* CONSEGNA *
Per favore, riscrivi integralmente il materiale dalla riga con "return mask of dog eye" alla riga con "0), (789, 39)]", entrambe comprese, e limitati a queste righe. Riscala le coordinate dei contorni moltiplicando ciascuna per 1,15 e arrotondandola all'intero, con le metà arrotondate per eccesso.

◇ ◇ ◇ ◇

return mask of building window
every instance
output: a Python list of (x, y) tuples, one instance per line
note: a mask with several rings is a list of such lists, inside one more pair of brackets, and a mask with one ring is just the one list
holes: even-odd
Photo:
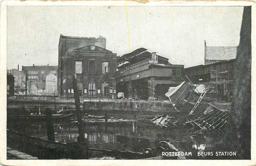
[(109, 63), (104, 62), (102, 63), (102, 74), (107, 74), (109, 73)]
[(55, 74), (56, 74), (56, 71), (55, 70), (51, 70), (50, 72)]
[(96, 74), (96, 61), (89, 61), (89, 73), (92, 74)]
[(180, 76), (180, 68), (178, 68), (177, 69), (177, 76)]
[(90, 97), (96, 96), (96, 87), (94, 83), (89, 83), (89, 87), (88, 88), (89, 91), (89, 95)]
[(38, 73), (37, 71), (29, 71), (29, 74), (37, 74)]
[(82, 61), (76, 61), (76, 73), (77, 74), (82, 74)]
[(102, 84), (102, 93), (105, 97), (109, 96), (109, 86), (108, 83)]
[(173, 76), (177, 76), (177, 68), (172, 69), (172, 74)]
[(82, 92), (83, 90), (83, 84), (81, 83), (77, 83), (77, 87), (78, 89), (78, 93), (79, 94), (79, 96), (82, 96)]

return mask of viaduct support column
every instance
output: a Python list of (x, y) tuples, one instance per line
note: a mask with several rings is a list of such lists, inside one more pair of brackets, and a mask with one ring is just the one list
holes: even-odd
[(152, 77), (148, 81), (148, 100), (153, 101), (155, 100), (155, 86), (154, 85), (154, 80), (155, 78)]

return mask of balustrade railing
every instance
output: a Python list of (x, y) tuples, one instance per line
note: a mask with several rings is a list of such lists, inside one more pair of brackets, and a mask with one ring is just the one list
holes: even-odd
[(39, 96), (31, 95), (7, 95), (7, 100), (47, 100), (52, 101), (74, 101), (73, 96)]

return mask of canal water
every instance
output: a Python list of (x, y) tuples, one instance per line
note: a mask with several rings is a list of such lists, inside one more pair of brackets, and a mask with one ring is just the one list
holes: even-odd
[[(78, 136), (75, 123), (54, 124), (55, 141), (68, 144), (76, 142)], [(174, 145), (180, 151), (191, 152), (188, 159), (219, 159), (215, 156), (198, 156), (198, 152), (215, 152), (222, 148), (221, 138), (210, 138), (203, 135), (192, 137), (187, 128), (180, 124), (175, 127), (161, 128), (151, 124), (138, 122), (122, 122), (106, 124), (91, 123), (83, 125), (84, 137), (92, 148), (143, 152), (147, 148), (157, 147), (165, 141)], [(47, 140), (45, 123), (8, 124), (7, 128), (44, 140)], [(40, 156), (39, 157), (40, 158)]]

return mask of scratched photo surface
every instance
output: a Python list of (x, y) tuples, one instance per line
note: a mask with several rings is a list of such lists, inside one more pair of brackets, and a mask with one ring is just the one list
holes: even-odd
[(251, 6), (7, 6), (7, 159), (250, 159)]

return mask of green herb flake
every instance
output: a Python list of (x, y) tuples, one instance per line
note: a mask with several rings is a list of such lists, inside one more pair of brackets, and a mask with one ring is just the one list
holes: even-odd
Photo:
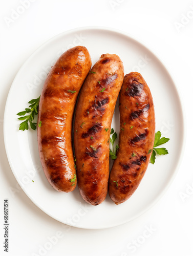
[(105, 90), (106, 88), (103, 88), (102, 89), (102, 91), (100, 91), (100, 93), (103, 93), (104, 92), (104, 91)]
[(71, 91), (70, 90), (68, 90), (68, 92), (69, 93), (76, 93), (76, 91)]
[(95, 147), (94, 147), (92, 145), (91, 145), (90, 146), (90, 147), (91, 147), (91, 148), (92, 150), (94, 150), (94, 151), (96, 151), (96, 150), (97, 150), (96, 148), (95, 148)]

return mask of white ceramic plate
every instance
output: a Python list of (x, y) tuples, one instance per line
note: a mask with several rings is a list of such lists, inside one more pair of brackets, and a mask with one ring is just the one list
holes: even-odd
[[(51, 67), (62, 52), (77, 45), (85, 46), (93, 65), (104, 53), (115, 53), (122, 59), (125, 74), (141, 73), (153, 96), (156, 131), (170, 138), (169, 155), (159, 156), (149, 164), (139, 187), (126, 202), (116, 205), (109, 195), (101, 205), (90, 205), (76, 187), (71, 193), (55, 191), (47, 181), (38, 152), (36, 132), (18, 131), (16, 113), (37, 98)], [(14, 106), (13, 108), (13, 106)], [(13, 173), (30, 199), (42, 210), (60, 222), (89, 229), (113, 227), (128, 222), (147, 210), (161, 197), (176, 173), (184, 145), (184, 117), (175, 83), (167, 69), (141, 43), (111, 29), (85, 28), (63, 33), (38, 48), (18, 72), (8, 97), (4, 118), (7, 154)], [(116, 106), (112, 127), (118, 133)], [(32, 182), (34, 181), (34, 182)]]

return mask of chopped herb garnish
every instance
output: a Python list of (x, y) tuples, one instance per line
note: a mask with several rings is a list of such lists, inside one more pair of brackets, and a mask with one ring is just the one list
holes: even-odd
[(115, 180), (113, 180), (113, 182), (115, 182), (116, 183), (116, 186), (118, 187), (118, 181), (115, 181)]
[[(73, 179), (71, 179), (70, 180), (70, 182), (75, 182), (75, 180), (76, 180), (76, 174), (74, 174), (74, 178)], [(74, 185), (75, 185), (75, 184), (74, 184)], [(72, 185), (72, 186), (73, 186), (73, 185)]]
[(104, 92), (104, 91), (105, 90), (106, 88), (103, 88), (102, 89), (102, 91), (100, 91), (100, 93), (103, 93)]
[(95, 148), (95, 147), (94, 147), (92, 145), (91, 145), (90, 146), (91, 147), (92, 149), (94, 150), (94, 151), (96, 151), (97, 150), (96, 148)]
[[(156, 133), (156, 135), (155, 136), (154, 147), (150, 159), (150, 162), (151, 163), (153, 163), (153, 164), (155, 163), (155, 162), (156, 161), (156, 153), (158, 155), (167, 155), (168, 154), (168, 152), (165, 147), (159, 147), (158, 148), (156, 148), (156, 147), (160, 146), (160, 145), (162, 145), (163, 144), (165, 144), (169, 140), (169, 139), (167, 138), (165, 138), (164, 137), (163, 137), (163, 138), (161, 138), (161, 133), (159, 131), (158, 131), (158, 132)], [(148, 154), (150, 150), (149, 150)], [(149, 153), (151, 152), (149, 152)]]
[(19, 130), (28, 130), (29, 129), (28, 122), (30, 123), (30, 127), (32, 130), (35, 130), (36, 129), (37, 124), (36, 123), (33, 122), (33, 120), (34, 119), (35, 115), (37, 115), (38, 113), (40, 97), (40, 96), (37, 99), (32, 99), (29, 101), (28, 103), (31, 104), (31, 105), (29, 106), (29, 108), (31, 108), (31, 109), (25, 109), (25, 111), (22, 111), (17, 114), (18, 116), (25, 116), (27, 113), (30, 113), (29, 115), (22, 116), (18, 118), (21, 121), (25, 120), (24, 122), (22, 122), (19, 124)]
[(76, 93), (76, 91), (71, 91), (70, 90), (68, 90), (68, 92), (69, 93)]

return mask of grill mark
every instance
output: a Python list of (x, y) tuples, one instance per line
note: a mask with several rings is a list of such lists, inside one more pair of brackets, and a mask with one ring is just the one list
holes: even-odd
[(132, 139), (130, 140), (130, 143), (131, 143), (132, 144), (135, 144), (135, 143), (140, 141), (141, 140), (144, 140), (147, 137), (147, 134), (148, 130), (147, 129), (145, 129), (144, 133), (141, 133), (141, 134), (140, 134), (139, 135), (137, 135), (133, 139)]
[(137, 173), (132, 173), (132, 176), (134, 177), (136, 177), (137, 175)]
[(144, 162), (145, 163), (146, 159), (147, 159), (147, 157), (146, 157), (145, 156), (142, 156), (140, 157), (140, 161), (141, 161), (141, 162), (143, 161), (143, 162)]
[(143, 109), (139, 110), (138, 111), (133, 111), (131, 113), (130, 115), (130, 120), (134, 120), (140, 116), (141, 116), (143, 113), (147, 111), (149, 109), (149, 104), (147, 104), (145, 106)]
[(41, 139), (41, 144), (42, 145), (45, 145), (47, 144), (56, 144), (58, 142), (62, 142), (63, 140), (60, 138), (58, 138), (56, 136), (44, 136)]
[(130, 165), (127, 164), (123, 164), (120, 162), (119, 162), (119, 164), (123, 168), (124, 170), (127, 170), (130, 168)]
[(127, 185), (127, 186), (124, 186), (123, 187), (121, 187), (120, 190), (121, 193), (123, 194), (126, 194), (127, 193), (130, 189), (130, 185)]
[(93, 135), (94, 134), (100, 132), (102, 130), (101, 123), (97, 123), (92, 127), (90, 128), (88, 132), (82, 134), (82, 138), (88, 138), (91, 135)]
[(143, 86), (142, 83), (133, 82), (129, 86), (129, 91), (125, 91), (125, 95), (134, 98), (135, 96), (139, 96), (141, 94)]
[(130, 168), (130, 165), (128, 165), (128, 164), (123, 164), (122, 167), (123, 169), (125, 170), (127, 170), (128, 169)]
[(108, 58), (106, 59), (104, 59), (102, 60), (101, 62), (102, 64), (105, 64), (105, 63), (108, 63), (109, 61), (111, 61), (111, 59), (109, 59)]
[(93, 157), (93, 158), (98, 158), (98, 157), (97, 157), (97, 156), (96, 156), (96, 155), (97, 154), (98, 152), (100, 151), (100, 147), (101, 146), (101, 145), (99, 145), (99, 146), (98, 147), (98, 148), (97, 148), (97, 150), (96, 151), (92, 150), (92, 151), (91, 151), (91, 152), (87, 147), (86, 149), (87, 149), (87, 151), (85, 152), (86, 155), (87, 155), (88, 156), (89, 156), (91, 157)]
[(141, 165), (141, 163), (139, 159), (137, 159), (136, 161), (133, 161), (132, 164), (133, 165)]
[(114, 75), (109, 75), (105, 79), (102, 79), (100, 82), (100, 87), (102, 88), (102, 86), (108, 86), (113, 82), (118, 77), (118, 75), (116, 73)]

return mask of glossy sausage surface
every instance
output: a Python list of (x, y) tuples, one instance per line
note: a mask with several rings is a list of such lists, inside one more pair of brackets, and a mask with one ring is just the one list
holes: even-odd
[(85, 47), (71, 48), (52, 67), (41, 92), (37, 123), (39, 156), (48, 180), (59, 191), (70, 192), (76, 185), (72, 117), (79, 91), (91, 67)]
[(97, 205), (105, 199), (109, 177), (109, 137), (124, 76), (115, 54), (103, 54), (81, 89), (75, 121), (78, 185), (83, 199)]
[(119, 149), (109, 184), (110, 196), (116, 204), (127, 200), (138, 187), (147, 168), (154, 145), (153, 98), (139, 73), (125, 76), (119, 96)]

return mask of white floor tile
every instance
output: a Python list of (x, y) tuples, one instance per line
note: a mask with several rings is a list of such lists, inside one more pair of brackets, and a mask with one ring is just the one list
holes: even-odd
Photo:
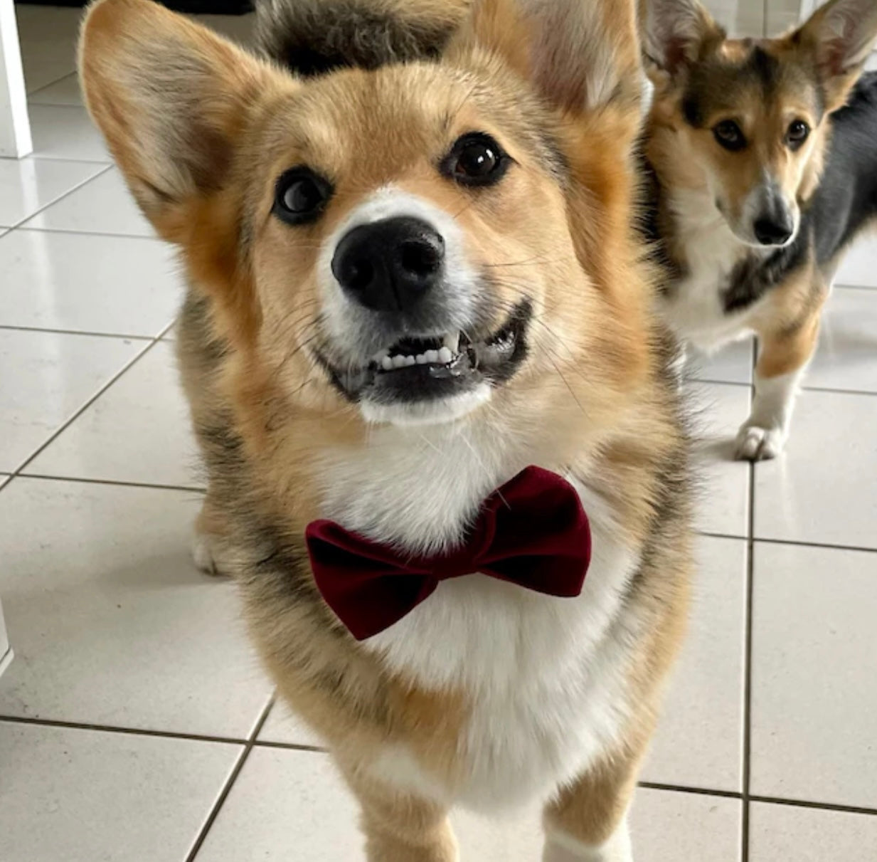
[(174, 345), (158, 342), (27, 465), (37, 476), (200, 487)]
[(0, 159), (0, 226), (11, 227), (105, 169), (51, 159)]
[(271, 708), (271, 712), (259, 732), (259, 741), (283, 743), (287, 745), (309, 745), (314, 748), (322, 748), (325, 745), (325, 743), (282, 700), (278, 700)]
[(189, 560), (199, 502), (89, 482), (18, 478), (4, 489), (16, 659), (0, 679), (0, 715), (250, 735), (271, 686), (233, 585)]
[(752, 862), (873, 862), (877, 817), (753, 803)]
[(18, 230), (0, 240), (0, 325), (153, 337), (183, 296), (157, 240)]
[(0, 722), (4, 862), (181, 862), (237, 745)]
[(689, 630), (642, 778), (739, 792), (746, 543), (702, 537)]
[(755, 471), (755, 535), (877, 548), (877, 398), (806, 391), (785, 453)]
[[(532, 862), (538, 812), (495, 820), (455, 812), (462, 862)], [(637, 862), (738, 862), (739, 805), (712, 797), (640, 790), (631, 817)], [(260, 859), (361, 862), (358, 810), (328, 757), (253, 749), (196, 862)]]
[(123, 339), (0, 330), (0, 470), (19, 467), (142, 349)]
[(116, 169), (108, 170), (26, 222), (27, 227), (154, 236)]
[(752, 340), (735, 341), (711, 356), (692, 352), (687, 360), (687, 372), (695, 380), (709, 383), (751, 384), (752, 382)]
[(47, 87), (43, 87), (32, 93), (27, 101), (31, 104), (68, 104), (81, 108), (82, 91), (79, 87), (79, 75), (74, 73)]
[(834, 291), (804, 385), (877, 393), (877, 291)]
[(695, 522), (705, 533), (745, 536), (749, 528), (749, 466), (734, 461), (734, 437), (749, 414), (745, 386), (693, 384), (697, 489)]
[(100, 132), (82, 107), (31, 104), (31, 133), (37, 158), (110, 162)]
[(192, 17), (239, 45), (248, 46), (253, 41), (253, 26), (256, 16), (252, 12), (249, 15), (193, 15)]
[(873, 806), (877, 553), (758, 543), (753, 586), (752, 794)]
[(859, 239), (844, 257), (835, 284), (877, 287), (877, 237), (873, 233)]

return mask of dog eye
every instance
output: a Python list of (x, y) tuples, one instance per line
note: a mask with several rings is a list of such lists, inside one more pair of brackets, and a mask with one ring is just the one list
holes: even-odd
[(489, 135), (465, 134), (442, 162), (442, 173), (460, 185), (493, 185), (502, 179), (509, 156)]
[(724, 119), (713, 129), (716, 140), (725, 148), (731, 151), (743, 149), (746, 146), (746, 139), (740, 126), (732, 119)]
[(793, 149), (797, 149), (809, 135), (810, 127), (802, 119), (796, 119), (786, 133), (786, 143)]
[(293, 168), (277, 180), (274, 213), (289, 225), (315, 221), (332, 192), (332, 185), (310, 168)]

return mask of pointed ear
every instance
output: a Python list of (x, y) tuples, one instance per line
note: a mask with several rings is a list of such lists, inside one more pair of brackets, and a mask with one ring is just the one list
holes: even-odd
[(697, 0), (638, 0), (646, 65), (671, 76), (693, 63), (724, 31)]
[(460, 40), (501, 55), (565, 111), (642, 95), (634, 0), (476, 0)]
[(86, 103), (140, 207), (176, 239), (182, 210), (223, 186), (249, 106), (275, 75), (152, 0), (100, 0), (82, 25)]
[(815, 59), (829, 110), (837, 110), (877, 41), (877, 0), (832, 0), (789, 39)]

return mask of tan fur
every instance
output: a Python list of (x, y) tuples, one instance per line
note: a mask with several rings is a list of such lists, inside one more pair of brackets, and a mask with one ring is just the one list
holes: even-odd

◇ ◇ ◇ ◇

* RISPOSTA QUI SOTTO *
return mask of dog eye
every instance
output: a Python list of (x, y) tuples, one instance per line
note: a mask with several rings is a list of such lists, inside one more pair of brackets, and a mask with one ring is just the one list
holes: even-odd
[(562, 155), (535, 154), (508, 186), (508, 199), (529, 213), (567, 213), (577, 206), (585, 179)]
[(833, 137), (820, 148), (823, 161), (834, 170), (841, 174), (854, 171), (858, 168), (858, 160), (851, 145), (842, 137)]
[(912, 171), (917, 171), (930, 155), (932, 146), (922, 137), (915, 137), (904, 153), (904, 164)]
[(337, 193), (319, 207), (315, 245), (332, 259), (362, 254), (382, 221), (382, 213), (357, 193)]

return mask of pointed ear
every instance
output: a Python list of (x, y) tuples, one instance per line
note: a mask with several rings is a list of such lists, inside one more pair of brackets, and a mask with one ring is just the one list
holes: even-odd
[(802, 0), (734, 0), (743, 75), (772, 87), (797, 72), (833, 36)]
[(529, 46), (576, 63), (650, 128), (738, 109), (729, 0), (547, 0)]
[(99, 118), (161, 238), (202, 275), (209, 242), (256, 214), (286, 122), (316, 86), (175, 0), (115, 0), (94, 29)]
[(937, 68), (953, 127), (963, 127), (1009, 47), (1009, 0), (957, 0), (907, 45)]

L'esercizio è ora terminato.